## Start
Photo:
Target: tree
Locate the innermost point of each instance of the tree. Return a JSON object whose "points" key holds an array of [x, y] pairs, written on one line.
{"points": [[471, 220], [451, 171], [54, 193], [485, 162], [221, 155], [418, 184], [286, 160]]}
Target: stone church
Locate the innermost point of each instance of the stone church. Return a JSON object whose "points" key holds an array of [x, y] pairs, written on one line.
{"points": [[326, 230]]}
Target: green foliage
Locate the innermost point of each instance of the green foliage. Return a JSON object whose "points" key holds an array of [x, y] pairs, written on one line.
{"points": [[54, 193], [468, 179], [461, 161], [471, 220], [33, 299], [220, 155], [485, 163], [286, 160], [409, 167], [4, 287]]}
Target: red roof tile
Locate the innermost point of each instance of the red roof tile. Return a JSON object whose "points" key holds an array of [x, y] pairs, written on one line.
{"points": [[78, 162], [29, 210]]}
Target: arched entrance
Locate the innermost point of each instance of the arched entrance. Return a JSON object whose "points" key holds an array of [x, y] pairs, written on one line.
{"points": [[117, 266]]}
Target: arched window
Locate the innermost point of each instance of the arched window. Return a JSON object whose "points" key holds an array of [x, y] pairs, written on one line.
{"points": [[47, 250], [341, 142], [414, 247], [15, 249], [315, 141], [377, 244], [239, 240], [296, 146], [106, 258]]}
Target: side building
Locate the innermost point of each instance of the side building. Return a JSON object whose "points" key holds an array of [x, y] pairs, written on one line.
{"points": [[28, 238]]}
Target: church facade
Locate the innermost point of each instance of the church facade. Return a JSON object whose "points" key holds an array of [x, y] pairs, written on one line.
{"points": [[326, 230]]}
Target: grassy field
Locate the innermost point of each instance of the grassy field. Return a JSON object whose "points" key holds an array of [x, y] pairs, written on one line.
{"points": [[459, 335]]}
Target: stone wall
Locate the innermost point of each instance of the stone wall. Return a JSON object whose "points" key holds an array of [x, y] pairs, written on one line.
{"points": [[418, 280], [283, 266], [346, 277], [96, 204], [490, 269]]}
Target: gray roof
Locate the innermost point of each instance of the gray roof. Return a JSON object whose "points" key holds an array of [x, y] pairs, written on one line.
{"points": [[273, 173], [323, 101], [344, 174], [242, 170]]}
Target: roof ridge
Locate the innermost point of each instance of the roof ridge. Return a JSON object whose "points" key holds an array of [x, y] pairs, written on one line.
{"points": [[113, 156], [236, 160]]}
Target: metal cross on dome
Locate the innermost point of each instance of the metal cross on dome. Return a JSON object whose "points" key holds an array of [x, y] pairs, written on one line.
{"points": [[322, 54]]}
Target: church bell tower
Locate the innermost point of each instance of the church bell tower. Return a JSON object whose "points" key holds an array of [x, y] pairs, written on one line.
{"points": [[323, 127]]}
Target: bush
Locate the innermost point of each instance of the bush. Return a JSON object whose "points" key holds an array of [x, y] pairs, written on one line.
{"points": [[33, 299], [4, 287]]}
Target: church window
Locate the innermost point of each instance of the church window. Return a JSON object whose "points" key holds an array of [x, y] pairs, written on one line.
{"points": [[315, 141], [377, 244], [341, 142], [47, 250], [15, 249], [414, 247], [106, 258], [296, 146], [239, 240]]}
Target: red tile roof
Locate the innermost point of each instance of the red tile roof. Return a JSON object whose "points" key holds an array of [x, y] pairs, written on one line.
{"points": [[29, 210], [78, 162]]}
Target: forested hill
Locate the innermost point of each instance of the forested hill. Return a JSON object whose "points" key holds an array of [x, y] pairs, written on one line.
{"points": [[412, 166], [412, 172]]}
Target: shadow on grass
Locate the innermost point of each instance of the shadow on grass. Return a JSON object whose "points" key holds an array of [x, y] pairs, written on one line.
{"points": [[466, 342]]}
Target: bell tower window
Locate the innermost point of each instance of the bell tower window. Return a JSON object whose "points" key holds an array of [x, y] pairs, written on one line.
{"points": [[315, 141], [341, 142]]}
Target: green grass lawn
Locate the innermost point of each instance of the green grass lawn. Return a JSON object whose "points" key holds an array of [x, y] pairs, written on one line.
## End
Write out the lines from the one containing "Target: bell tower window" through the last of the lines above, unchanged.

Target: bell tower window
Locate the innermost point of each instance of the bell tower window. Return a JSON object whose "points" key holds an array of [x, y] pairs, written on one line.
{"points": [[315, 141], [341, 142]]}
Target: green grass lawn
Locate the innermost point of each instance of the green grass lawn. Return a JSON object whose "points" key holds an array of [x, y] pairs, written on one line.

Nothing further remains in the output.